Data extracted from a collection →

------

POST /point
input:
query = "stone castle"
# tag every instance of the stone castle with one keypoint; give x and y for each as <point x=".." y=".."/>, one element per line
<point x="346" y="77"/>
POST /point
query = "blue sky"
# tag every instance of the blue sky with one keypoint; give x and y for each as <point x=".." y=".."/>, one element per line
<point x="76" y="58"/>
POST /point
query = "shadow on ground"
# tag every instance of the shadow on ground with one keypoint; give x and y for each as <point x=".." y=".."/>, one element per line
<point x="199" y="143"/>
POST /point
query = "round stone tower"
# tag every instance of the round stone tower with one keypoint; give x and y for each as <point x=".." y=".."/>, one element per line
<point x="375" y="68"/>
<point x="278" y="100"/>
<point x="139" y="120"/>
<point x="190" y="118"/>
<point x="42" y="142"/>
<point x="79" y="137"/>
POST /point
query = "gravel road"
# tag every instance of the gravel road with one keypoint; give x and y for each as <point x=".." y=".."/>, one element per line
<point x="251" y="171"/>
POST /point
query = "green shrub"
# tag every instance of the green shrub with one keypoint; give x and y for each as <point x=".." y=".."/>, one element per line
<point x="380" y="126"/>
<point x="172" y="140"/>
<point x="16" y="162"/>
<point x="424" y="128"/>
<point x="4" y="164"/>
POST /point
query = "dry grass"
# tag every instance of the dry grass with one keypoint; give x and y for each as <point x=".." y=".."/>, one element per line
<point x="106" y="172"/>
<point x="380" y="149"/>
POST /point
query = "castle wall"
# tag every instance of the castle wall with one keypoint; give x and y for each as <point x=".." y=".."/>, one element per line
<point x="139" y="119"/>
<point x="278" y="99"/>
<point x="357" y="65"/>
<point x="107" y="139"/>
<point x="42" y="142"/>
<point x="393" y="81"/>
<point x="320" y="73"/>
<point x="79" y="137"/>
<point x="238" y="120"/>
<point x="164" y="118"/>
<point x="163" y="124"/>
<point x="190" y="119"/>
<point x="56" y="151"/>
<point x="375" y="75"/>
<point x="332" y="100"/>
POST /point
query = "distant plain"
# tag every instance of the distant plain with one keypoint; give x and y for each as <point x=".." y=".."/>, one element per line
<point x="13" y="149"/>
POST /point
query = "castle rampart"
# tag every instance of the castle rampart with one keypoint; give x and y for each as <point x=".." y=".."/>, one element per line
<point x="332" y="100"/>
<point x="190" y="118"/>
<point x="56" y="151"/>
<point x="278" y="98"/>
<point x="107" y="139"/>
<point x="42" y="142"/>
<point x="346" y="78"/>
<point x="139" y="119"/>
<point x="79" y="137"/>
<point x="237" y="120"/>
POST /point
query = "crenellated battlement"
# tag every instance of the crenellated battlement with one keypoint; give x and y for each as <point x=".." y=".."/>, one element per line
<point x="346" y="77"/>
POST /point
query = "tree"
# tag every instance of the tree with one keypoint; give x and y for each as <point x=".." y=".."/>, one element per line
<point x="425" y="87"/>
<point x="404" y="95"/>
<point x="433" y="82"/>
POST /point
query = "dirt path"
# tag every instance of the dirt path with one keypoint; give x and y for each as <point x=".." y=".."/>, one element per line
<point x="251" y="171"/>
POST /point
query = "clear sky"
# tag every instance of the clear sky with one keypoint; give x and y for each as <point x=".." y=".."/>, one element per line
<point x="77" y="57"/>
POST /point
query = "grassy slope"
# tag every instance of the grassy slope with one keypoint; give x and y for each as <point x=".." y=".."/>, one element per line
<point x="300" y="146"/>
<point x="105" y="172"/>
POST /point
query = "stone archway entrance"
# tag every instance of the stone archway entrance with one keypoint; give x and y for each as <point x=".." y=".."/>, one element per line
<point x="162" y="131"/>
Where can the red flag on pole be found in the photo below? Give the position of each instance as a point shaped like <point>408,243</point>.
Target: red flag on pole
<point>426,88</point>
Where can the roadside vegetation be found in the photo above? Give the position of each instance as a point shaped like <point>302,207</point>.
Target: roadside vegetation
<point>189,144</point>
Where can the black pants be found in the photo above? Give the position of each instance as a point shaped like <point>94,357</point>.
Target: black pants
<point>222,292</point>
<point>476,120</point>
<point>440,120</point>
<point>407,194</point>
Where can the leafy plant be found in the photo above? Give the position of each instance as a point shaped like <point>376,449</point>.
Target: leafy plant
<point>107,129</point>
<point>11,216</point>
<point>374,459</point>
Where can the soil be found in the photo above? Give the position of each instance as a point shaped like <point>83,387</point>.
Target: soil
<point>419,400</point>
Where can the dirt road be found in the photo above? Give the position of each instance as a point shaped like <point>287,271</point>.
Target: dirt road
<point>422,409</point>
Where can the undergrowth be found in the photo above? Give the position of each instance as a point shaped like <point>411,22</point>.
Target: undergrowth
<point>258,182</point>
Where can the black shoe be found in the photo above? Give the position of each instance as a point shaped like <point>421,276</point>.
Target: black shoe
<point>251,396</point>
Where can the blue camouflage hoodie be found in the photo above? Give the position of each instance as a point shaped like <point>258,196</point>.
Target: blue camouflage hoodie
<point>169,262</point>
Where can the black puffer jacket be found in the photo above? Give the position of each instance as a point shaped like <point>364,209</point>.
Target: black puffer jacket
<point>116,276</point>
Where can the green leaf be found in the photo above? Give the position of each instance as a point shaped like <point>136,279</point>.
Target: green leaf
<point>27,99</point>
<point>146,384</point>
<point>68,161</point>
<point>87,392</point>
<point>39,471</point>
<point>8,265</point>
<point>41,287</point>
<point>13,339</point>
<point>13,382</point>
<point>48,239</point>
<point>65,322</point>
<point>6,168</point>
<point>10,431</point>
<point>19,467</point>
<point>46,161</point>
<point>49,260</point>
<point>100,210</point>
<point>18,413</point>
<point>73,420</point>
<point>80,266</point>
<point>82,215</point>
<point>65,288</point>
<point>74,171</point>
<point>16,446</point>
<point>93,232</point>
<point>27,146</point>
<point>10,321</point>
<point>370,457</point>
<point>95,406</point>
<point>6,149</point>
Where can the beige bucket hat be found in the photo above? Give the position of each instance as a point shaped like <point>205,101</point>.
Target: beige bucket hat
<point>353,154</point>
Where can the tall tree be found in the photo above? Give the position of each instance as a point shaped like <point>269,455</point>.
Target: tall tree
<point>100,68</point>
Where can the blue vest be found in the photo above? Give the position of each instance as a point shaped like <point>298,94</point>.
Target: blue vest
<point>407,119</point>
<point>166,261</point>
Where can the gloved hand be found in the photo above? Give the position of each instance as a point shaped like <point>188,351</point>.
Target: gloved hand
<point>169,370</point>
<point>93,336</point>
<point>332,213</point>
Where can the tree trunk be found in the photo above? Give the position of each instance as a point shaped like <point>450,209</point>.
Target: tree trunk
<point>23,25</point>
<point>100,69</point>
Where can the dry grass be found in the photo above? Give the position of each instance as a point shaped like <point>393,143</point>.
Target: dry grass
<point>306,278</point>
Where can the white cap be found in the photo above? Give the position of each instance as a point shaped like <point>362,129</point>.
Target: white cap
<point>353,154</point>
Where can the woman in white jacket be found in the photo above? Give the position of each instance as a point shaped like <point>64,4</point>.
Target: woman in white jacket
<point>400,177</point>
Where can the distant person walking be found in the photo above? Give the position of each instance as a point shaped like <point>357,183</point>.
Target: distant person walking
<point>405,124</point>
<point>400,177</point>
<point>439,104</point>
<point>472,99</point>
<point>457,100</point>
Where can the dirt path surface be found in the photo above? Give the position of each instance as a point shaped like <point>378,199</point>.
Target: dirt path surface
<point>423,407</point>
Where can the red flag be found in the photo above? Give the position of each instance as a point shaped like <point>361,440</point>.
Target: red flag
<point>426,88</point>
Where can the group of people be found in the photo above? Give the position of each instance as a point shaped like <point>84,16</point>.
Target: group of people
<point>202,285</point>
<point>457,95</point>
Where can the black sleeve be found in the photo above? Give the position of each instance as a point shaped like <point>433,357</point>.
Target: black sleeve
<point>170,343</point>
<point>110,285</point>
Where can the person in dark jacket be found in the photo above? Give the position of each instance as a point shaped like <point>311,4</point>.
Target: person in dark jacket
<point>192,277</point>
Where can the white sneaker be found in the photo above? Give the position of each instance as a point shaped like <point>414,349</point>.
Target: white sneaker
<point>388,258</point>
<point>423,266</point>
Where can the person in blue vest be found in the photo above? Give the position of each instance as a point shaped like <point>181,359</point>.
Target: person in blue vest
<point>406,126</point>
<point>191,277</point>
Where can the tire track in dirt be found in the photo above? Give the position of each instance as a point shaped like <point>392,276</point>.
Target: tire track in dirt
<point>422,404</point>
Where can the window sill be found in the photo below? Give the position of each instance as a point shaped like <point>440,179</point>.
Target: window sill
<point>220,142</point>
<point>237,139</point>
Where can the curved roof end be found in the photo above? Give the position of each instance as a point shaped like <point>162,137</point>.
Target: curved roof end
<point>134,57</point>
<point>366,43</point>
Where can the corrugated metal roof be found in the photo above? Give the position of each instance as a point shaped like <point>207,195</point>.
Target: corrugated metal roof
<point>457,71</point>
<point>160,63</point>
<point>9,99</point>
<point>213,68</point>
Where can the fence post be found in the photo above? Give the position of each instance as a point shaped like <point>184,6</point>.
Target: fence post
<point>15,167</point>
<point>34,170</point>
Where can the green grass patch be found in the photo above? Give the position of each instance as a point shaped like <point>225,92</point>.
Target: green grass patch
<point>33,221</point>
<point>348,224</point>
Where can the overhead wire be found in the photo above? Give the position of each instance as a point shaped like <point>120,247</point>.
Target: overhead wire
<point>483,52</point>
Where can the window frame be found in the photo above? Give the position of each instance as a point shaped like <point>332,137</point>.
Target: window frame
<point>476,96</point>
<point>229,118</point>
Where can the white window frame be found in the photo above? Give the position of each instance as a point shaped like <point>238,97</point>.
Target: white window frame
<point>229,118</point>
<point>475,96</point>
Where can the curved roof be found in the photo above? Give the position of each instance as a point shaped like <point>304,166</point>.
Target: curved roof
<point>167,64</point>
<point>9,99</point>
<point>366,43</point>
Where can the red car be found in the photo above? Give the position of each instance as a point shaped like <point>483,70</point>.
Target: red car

------

Task goal → Copy every line of the data that carries the word "below".

Result of this task →
Where can the red flag on pole be found in the photo below? Give the position of each instance as a point shaped like <point>408,243</point>.
Where can the window sill be found in the photo below? Give the position of each instance as a point shaped like <point>440,179</point>.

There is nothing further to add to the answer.